Instructions to follow: In the news article about the death of Colin Powell, under which president did Powell become America's first Black national security advisor?

Excerpt to read:
——————————

First Black US secretary of state Colin Powell dies aged 84
WASHINGTON-Agence France-Presse
Colin Powell, a U.S. war hero and the first Black secretary of state who saw his trailblazing legacy tarnished when he made the case for war in Iraq in 2003, died on Oct. 18 from complications from COVID-19.
The 84-year-old retired four-star general was fully vaccinated, his family said in a statement, making him one of the most high-profile U.S. public figures to die of a breakthrough infection.
President Joe Biden led an outpouring of tributes from home and abroad, describing the officer-turned-statesman, who had battled cancer and was reportedly immunocompromised, as a breaker of racial barriers who believed in "the promise of America."
"Colin embodied the highest ideals of both warrior and diplomat," said Biden, who ordered flags flown at half-staff at federal government properties.
"He was committed to our nation’s strength and security above all."
After engineering military victory in the 1991 Gulf War, Powell was so widely popular and respected that he was considered a strong candidate to become the first Black U.S. president.
He ultimately decided against running for the White House, although he later broke with his Republican Party to endorse Barack Obama.
A son of Jamaican immigrants, Powell frequently shattered glass ceilings in a career that took him from combat in Vietnam to becoming America’s first Black national security advisor under Ronald Reagan.
He was also the youngest and first African American chairman of the Joint Chiefs of Staff under Reagan’s successor, George H.W. Bush.
Serving four presidents, Powell made his reputation as a man of honor distant from the political fray - an asset in the corridors of power.
There were glowing tributes from all living ex-presidents except Donald Trump - the pair had a public falling out - with Barack Obama calling Powell "an exemplary patriot."
George W. Bush, who made Powell the highest-ranking Black U.S. public official ever when he chose him as secretary of state in 2000, mourned a "family man and a friend."
Powell had a reputation for bipartisanship, straight talk and integrity, and was praised for his officer’s instincts of duty and honor.
Israeli former leader Benjamin Netanyahu led the international tributes alongside British current and ex-prime ministers Boris Johnson and Tony Blair, noting Powell’s leadership example and dedication to public service.
U.S. cabinet secretaries paying their respect included Defense Secretary Lloyd Austin, who said Powell was among the "greatest leaders that we have ever witnessed," and Secretary of State Antony Blinken, who recalled how his predecessor had modernized the agency.
"He was a man of ideas but he wasn’t ideological. He was constantly listening, learning, adapting. He could admit mistakes," Blinken said.
There were very few glaring missteps in public life, but Powell found it hard to live down his infamous February 2003 speech to the United Nations Security Council about the alleged existence of weapons of mass destruction in Iraq - evidence which was later proven to be false.

——————————

Record set:

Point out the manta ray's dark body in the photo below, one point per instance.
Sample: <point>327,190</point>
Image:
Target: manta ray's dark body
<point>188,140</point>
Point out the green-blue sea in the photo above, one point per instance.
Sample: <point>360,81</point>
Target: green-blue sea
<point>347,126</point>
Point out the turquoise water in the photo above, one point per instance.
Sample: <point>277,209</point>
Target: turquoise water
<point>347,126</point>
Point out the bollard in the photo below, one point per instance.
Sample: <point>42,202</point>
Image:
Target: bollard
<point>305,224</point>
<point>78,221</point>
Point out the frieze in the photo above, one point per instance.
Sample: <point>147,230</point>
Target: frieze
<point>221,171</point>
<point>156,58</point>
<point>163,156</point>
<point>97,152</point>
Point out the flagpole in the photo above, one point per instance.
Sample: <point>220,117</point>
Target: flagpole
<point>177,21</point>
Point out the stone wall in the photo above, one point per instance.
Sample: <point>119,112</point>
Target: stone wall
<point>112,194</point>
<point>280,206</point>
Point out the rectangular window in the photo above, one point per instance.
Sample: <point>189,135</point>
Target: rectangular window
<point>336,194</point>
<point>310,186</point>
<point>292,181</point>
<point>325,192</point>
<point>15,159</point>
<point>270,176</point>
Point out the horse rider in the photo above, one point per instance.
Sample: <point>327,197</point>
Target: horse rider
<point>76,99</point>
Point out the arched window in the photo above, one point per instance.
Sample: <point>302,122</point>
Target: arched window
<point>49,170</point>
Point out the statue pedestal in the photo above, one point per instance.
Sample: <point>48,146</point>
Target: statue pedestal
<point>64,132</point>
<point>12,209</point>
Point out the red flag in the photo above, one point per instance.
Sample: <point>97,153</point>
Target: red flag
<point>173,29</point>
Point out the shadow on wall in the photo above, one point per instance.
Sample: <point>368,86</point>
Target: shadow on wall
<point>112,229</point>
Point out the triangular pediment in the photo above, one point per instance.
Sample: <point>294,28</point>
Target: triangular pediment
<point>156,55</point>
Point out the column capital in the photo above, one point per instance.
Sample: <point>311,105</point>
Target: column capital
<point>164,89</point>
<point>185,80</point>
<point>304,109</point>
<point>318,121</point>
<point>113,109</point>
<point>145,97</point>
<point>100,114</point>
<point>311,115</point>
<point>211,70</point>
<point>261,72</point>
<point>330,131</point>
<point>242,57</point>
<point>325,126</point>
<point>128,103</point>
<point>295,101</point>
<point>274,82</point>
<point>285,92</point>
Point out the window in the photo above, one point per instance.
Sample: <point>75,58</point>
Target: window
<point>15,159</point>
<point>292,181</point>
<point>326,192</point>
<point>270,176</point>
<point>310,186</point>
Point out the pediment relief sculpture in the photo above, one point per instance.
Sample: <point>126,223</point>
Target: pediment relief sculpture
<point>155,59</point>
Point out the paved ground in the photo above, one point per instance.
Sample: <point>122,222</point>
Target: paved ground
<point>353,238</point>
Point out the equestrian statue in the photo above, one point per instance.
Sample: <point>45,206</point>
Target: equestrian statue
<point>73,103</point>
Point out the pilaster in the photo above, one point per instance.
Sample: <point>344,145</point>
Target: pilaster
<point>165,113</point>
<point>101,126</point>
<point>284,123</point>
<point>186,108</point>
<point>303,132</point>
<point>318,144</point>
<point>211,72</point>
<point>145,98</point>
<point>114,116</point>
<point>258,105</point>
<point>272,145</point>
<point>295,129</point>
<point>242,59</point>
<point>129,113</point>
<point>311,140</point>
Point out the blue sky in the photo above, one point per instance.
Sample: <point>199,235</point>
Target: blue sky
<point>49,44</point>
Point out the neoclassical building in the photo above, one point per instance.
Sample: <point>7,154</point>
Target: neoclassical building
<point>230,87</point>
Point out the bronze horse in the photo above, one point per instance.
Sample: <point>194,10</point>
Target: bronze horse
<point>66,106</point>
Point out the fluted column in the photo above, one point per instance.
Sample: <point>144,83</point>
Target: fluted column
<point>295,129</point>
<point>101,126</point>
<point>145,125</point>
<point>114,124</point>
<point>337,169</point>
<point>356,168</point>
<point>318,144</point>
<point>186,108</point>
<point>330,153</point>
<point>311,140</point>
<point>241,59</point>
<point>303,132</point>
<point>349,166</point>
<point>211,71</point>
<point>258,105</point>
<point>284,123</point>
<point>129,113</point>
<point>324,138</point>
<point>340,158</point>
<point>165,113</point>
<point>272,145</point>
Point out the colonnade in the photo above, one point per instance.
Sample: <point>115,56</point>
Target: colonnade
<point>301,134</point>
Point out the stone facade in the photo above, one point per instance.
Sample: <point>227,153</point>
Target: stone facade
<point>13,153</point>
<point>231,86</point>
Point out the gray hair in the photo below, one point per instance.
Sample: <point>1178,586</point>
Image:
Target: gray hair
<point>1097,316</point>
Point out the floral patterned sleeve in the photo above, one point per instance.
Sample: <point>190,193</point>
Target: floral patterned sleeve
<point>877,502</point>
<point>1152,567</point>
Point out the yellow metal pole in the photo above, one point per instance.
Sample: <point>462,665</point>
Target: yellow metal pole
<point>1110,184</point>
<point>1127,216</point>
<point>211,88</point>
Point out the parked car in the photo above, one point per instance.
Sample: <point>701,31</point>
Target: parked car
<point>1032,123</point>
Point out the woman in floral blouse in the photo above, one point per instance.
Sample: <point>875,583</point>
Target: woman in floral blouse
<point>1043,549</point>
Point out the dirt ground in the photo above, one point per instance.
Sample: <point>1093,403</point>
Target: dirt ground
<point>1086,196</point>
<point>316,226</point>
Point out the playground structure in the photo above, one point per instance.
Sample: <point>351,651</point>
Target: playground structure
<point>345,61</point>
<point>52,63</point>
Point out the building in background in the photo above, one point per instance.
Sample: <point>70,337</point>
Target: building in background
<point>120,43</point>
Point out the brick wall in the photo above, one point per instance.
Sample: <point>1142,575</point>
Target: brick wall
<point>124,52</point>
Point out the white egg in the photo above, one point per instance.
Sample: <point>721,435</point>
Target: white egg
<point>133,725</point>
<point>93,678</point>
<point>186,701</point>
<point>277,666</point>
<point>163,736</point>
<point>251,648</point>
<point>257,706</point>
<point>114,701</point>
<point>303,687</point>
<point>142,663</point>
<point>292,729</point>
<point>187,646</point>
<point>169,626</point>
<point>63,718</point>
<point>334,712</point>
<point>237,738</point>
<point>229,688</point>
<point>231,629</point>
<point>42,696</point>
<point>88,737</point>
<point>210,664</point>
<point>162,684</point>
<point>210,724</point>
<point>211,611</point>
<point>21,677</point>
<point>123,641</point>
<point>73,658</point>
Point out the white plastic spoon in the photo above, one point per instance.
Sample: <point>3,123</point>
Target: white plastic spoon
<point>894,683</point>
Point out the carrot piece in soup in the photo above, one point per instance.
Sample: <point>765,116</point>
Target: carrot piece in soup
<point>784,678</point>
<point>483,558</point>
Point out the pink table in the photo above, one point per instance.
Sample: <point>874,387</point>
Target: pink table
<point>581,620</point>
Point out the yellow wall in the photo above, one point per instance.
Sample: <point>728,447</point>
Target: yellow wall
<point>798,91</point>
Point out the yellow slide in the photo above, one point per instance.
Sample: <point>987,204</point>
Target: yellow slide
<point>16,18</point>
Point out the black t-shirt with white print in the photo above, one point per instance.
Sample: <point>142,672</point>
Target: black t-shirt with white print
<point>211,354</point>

——————————

Response to this task: Ronald Reagan